>> begin

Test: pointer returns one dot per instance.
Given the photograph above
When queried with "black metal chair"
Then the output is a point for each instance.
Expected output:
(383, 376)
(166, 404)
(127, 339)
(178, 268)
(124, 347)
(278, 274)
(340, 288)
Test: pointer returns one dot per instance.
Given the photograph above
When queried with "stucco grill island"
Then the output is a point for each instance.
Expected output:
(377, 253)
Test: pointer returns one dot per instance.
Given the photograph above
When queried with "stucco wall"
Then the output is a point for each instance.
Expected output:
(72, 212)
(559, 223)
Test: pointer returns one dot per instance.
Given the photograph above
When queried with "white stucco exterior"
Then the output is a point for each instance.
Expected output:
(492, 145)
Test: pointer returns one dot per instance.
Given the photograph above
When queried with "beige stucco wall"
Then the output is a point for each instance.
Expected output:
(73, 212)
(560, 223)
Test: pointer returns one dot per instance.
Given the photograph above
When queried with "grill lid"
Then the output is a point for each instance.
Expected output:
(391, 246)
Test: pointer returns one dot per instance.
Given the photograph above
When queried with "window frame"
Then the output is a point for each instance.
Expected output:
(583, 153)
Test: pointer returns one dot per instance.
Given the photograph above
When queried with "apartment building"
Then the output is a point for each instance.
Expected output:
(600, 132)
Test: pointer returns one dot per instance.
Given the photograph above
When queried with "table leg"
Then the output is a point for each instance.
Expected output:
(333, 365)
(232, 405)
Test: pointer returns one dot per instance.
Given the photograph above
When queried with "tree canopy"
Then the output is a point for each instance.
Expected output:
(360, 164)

>> end

**Prompt**
Repeat the entries exactly, all of them.

**Solution to the exercise**
Test: pointer returns one dot per instance.
Given the photograph above
When queried with "black metal chair"
Then the output is a point for each instance.
Expected output:
(383, 376)
(166, 404)
(127, 339)
(178, 268)
(124, 347)
(278, 274)
(340, 288)
Test: pointer returns one dot per instance.
Given the photograph above
When queried with "stucco grill island"
Then the output is a point for each instance.
Expected output:
(377, 253)
Test: pointer returns one dot per instance.
Given the photograph above
When queried with "stucco wall"
Then the output is a point for each instance.
Expected output:
(72, 212)
(559, 223)
Test: pointer returns one dot per instance.
Given the photograph above
When queried with "white stucco exterior"
Then the output is a point for each instance.
Expected output:
(492, 145)
Test: pointer returns one dot per instance.
Given the photograph above
When queried with "beige stucco wall"
Then the output is a point for each instance.
Expected output:
(73, 212)
(560, 223)
Test: pointer returns one dot per instance.
Given the photograph above
When queried with "grill lid"
Then the output is a point for each instance.
Expected output:
(391, 246)
Test: pointer returns one dot per instance.
Given the photograph above
When queried with "window frame"
Then the output is a point for each instance.
Expected output:
(583, 153)
Test: pointer returns one dot per instance.
Given the photograph above
When queried with "apartment building"
Then the output is a point for each instance.
Expected output:
(600, 132)
Test: pointer returns one dot per instance.
Given the photograph above
When queried with "table leg"
Then the output is a point for each instance.
Expected output:
(333, 365)
(232, 405)
Test: pointer returns one dot per instance.
Given the photograph above
When queried with "tree canopy"
Then the output is a point for each instance.
Expected output:
(360, 164)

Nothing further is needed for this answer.